J.-J. Bourdin.- Je vais vous demander - je sais que vous n'allez peut-être pas me répondre - mais j'essaie d'obtenir la libération de Santos Mirasierra, ce supporter de l'OM, qui est en prison aujourd'hui, à Madrid, ça fait plus d'un mois, il n'est toujours pas jugé. Il nie, il nie avoir frappé un policier espagnol. Allez-vous intervenir ?
 
Alors, un, je réponds toujours. Deux, je n'ai pas attendu de venir chez vous pour faire un certain nombre de démarches, simplement pour essayer, dans la mesure du possible d'accélérer. Qu'on ait une décision, positive ou négative, ça, je n'en sais rien, c'est la justice espagnole, je lui fais confiance. Et en tout état de cause, je n'interviens jamais dans des affaires de justice sur le fond. Simplement, c'est vrai que, je comprends que tout le monde ait besoin d'une décision.
 
Vous demandez donc à l'Espagne, à la justice espagnole, de prendre une décision rapide ?
 
Encore une fois, il y a eu des démarches qui ont été faites auprès du ministre homologue, en disant, en attirant leur attention, effectivement, pour qu'il puisse y avoir une décision. Ceci dit, je comprends que la justice espagnole ait aussi besoin, comme ça arrive à la justice française, de mener un certain nombre d'investigations pour savoir exactement ce qui s'est passé.
 
Cela dit, nous restons mobilisés sur RMC. Deuxième question : B. Obama élu, tout le monde s'est réjoui dans la classe politique française, j'ai vu ça. Et puis, qu'est-ce que je constate ? Je constate qu'au Parti socialiste, qui est en train d'essayer de recueillir la majorité auprès des militants, des hommes et des femmes politiques qui sont en politique depuis 20, 30, 40 ans, et puis, je constate que B. Obama, lui, a été élu sénateur en 2004, il y a quatre ans, et qu'aujourd'hui il est élu président des Etats-Unis ! À l'UMP aussi, c'est impossible en quatre ans de devenir comme ça, tout à coup, président de la République. Pourquoi est-ce que... ?
 
Encore une fois, le problème n'est pas celui des partis. C'est aussi le problème de la vie politique, de l'engagement en politique et de la réaction des Français.
 
Ce n'est pas un problème des partis ?

· · · ·

## CONSIGNE 1
Traduisez en anglais cette phrase de l'entretien : « Et en tout état de cause, je n'interviens jamais dans des affaires de justice sur le fond. »
## CONSIGNE 2
Rédigez la suite de l'entretien à la radio, à partir de sa dernière réplique.

## Données d'annotation par points
· · · ·

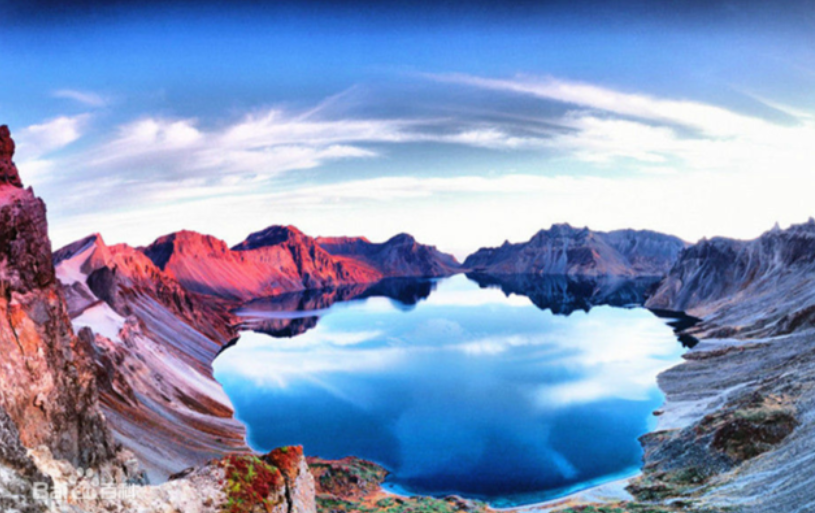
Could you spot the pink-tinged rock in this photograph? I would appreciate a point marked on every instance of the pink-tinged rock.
(8, 171)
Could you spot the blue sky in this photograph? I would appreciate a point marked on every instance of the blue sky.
(462, 123)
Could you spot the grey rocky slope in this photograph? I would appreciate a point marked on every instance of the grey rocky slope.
(739, 420)
(759, 287)
(565, 250)
(399, 256)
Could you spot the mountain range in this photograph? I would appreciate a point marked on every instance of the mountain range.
(108, 349)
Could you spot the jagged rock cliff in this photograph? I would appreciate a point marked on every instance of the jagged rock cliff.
(48, 386)
(764, 286)
(737, 427)
(154, 344)
(564, 250)
(8, 171)
(400, 255)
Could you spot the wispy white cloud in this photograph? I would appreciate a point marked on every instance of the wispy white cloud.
(36, 142)
(86, 98)
(710, 119)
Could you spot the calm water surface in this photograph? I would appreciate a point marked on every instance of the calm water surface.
(453, 387)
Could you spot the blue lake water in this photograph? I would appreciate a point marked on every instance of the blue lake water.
(455, 386)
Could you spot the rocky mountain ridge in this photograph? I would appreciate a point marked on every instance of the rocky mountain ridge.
(759, 287)
(399, 256)
(154, 345)
(282, 259)
(565, 250)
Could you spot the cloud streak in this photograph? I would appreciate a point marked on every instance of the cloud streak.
(86, 98)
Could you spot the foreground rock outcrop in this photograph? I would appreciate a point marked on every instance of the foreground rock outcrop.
(737, 427)
(154, 343)
(564, 250)
(8, 171)
(49, 389)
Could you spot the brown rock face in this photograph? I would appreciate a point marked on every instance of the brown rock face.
(277, 260)
(8, 171)
(154, 343)
(47, 380)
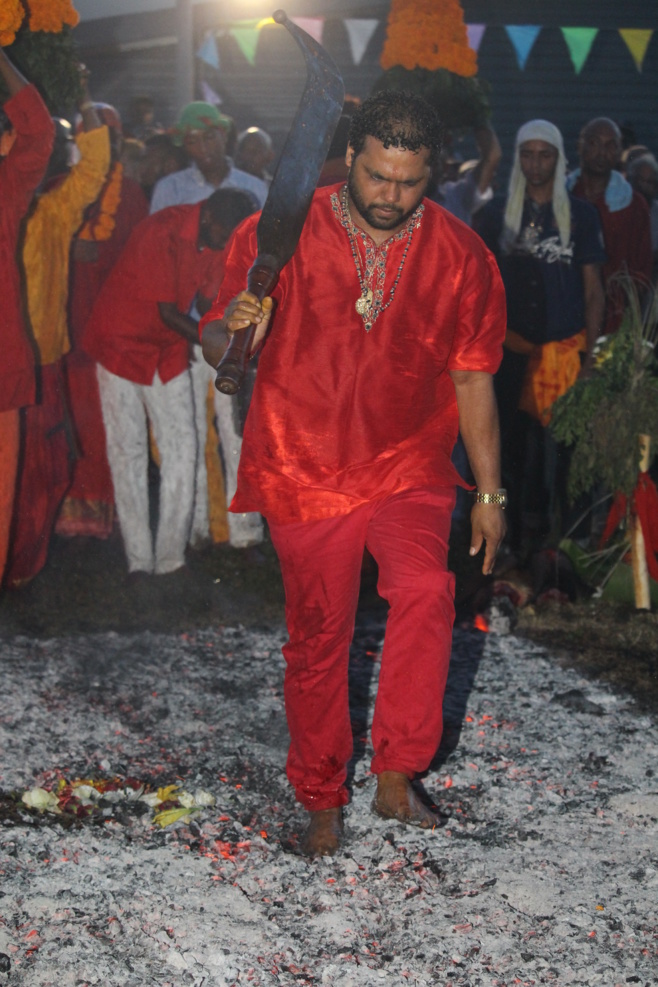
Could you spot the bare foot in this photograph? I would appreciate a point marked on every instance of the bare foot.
(324, 834)
(396, 799)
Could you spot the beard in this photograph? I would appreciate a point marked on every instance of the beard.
(397, 217)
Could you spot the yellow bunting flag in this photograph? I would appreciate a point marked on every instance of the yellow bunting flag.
(637, 42)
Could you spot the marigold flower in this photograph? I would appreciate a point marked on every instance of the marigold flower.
(12, 13)
(428, 34)
(51, 15)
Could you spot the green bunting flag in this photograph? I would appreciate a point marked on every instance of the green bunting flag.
(579, 42)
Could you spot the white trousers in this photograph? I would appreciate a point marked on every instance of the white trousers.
(170, 410)
(244, 529)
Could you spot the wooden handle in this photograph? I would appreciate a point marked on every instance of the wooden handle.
(261, 279)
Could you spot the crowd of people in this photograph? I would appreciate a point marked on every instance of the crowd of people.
(113, 243)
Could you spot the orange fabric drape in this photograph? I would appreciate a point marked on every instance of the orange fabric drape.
(552, 369)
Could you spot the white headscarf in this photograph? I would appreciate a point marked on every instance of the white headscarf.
(537, 130)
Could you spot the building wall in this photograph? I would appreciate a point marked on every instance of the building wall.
(135, 53)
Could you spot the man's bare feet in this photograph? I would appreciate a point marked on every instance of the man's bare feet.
(396, 799)
(324, 834)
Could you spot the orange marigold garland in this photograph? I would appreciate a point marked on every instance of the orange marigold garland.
(38, 35)
(428, 34)
(51, 15)
(12, 13)
(427, 52)
(101, 225)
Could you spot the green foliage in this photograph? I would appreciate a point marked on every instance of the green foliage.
(50, 62)
(602, 416)
(460, 102)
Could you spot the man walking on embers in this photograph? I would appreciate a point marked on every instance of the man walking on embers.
(387, 330)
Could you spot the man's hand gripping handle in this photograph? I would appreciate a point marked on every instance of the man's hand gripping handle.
(261, 279)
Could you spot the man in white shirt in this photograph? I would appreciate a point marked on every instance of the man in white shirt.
(201, 130)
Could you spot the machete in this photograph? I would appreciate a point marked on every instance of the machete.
(296, 177)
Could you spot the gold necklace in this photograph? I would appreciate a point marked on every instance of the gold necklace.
(363, 304)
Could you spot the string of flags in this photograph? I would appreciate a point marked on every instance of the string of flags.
(579, 40)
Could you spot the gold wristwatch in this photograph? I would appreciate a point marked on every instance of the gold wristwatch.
(499, 497)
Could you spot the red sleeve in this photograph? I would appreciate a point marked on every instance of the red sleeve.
(27, 161)
(478, 341)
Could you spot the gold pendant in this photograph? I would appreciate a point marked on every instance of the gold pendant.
(363, 303)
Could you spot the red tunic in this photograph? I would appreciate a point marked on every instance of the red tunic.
(20, 173)
(627, 241)
(160, 263)
(341, 416)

· · · ·

## RÉPONSE FINALE 1
And in any case, I never intervene in the substance of judicial matters.

## RÉPONSE FINALE 2
Non, ça n'est pas seulement le problème des partis, parce que dans les partis, vous avez aussi des gens qui arrivent très vite. Je vais vous donner... Si je prends mon exemple, eh bien je suis entrée dans un parti, et quatre ans après j'étais au Gouvernement. Ce sont des choses qui ont été faites, et souvent, c'est part les nominations que l'on arrive à aller très vite. Ensuite, il y a tout le problème de la reconnaissance par les électeurs. Et là, ce qui est important, c'est le fait que les électeurs, au sein d'un parti, mais vous savez les choix se font très largement aux Etats-Unis à l'intérieur des partis. Il y a eu un choix entre H. Clinton et B. Obama, ça a été fait là. Mais ensuite, ce sont effectivement les électeurs américains qui ont choisi.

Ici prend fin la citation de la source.